[Excerpts from a point labeling dataset]
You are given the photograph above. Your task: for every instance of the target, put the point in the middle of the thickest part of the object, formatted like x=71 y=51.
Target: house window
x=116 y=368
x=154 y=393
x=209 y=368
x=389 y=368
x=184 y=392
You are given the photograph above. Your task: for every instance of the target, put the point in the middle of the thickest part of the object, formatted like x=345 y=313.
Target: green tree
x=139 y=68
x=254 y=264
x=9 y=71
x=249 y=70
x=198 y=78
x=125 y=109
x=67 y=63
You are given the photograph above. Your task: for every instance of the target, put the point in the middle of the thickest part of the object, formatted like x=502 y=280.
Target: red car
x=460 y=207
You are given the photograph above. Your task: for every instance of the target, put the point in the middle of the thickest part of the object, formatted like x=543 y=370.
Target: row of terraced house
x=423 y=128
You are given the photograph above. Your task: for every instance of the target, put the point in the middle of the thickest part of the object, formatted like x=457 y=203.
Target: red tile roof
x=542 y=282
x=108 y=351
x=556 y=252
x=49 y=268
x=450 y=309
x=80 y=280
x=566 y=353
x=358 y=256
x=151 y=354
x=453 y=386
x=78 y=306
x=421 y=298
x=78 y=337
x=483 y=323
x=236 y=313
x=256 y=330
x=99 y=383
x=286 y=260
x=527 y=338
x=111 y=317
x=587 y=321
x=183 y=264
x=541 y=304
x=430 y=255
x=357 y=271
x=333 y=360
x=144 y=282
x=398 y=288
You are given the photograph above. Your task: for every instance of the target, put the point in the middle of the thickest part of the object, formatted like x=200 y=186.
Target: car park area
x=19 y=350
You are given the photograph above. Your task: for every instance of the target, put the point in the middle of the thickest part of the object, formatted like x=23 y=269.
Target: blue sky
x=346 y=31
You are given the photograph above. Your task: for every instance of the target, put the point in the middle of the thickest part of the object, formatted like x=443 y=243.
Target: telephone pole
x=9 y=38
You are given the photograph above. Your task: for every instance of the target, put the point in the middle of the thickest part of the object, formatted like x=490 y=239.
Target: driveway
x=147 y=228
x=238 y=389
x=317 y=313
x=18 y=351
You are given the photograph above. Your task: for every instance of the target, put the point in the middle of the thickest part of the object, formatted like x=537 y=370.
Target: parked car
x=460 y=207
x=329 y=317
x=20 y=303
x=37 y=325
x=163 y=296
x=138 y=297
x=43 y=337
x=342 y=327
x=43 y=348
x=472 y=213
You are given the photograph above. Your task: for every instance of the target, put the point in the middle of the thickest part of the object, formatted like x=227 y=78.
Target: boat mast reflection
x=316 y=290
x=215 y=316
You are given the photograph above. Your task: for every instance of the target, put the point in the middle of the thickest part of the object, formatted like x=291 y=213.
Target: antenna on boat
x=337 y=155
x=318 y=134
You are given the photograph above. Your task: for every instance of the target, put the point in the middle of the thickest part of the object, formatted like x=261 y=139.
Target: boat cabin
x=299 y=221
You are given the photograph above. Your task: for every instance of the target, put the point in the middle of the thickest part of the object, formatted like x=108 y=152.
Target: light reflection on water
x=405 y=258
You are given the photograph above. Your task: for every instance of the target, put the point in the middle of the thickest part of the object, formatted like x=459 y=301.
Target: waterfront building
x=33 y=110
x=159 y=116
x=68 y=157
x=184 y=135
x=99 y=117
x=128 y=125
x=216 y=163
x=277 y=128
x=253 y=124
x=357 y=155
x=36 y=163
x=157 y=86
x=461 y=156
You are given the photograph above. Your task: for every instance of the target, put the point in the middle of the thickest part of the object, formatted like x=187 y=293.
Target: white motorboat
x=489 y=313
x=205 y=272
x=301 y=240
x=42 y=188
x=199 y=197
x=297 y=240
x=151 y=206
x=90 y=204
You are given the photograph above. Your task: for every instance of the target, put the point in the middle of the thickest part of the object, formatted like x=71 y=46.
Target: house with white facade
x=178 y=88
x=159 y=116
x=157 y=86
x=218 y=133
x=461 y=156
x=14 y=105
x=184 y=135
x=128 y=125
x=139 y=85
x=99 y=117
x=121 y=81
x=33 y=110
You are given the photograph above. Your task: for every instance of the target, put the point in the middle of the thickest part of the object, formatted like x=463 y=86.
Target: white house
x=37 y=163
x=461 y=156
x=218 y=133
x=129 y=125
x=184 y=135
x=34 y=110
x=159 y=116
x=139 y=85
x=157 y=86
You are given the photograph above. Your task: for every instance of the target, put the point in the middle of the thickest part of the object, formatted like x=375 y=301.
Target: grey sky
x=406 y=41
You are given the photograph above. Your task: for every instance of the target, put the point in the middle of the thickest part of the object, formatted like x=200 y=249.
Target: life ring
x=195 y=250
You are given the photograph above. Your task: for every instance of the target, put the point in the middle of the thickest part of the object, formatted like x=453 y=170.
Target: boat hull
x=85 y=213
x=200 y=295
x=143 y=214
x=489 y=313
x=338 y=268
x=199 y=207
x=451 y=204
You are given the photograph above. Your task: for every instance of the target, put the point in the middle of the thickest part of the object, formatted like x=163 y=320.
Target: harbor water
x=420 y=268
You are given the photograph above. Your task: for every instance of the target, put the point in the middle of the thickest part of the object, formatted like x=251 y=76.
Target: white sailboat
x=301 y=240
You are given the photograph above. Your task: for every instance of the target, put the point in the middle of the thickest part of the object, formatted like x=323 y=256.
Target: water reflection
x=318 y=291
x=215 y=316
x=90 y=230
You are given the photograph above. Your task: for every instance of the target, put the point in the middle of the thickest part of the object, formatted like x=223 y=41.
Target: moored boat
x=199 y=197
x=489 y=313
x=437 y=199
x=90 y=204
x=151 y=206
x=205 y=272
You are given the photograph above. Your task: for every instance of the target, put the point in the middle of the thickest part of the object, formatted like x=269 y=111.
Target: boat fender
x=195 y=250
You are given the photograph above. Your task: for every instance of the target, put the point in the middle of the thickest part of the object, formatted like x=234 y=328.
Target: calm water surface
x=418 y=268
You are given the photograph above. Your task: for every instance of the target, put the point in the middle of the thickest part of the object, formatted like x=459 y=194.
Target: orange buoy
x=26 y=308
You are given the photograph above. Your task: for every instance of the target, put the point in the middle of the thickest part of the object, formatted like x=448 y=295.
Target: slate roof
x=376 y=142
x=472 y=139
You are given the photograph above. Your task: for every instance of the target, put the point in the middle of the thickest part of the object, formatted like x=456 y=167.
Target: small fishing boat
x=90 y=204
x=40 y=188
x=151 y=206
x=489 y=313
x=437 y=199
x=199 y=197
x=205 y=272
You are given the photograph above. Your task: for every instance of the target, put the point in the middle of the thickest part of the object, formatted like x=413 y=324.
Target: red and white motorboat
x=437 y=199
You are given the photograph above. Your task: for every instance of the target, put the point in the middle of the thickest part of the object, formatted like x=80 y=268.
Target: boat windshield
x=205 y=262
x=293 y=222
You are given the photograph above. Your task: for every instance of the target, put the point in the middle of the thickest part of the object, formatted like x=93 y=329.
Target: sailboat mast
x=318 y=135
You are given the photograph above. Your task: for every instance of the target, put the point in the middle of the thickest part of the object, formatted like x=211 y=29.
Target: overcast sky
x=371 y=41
...
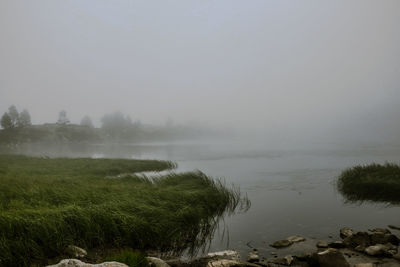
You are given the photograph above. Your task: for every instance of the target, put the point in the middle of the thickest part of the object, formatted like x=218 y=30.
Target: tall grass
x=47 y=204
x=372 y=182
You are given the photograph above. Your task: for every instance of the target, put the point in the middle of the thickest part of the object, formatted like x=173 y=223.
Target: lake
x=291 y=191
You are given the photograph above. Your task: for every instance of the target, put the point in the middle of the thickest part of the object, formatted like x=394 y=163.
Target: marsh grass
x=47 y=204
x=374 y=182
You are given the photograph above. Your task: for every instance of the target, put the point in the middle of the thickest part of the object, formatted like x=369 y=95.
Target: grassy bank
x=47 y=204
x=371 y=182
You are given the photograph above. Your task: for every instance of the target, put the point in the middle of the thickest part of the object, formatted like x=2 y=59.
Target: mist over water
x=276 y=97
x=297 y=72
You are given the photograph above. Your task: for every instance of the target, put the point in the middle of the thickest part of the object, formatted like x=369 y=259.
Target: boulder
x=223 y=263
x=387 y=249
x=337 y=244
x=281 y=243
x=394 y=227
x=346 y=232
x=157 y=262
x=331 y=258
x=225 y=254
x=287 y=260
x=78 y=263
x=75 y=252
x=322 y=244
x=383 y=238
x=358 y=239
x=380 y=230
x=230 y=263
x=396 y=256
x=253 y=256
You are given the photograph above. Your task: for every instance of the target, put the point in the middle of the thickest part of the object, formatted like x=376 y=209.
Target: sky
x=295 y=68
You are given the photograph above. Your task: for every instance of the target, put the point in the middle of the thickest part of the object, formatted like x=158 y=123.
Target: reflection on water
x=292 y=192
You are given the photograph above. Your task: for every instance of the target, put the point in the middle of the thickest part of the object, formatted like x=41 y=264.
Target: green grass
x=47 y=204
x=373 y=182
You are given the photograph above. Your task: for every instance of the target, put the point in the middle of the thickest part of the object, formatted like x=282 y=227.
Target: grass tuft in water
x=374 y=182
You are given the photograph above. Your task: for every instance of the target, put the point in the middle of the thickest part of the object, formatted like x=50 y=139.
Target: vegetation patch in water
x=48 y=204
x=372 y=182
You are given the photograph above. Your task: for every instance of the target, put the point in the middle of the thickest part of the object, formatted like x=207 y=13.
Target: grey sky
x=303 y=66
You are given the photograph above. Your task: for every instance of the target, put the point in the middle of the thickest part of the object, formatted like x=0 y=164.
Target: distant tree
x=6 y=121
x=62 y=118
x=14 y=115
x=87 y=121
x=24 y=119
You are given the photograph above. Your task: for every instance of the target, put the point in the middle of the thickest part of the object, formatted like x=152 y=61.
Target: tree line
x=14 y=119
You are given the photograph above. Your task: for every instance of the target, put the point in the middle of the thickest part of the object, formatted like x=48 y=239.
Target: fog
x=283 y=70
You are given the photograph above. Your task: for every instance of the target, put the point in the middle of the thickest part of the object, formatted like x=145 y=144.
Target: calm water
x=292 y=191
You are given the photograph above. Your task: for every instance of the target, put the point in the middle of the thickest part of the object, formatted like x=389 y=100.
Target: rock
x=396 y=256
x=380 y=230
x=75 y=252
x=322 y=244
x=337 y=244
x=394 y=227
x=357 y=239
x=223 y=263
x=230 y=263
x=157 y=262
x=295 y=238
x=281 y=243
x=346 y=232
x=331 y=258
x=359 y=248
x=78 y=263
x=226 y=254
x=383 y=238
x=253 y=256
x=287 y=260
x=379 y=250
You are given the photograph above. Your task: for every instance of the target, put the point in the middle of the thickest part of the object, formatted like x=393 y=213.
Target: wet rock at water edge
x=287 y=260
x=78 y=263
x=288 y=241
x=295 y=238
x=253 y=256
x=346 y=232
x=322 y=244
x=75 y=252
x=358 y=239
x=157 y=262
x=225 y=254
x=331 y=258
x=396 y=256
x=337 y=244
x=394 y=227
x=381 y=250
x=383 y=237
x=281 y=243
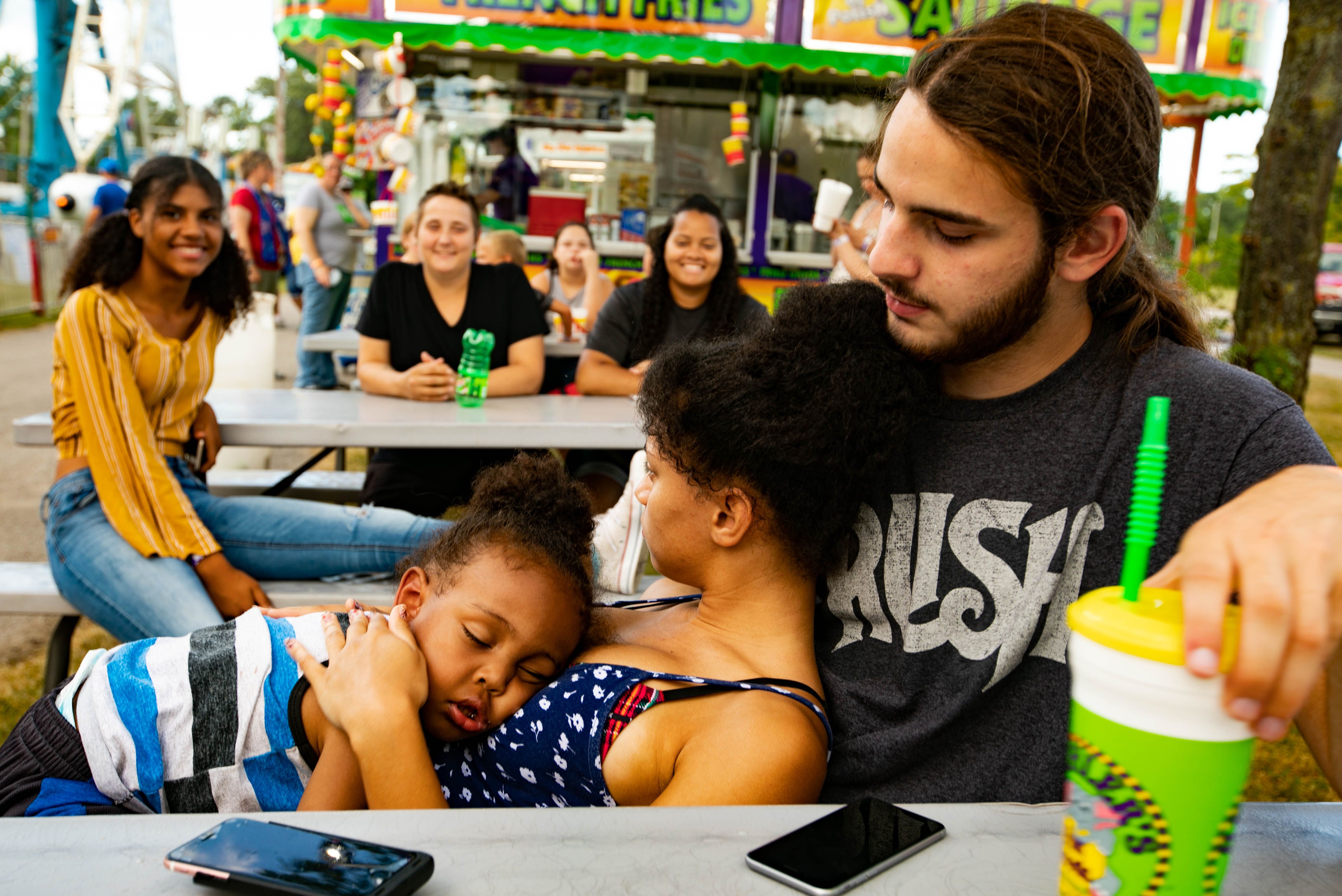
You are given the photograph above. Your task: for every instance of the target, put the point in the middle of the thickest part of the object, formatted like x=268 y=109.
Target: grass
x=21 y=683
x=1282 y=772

▶ [Work to be completed]: Reproduce the lines of the listing above word for word, beginning at the line that contains "like x=71 y=51." and stopping after the line that contains "x=423 y=128".

▶ [Response to this exercise]:
You are given the photograph above. Your task: for every instance of the target, put the point in the middle of the thickest part of the object, formatted like x=71 y=51.
Target: house window
x=116 y=368
x=154 y=393
x=209 y=368
x=389 y=368
x=184 y=392
You are given the photograph above. Your task: for every instance of the target, put the point in the middle of the thickest part of the object, formatted like x=345 y=313.
Target: green tree
x=139 y=68
x=254 y=264
x=9 y=71
x=249 y=70
x=198 y=78
x=125 y=109
x=67 y=63
You are given the photograph above. Your task: for every instance of the target, put the point in the middle of the thickest part of the object, formatted like x=502 y=280.
Target: red car
x=460 y=207
You are given the photograph above. Your task: for every instance of the target, put the point in the middle of the thickest part of the object, formatted like x=543 y=370.
Target: row of terraced house
x=423 y=128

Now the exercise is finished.